SET PROBLEM
Convert the data below into a Markdown table with the columns Row and Data line. Number each line in order and skip any blank lines.

LISTED RECORDS
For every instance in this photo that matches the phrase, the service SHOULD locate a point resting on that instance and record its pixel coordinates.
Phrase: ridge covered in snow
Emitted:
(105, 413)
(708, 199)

WRITTEN REPLY
| Row | Data line |
|---|---|
| 1 | For every instance in this photo that matches the phrase, the service SHOULD locate a point resting on that instance and record its pixel coordinates. |
| 2 | Phrase: ridge covered in snow |
| 3 | Emitted: |
| 4 | (105, 413) |
| 5 | (708, 199) |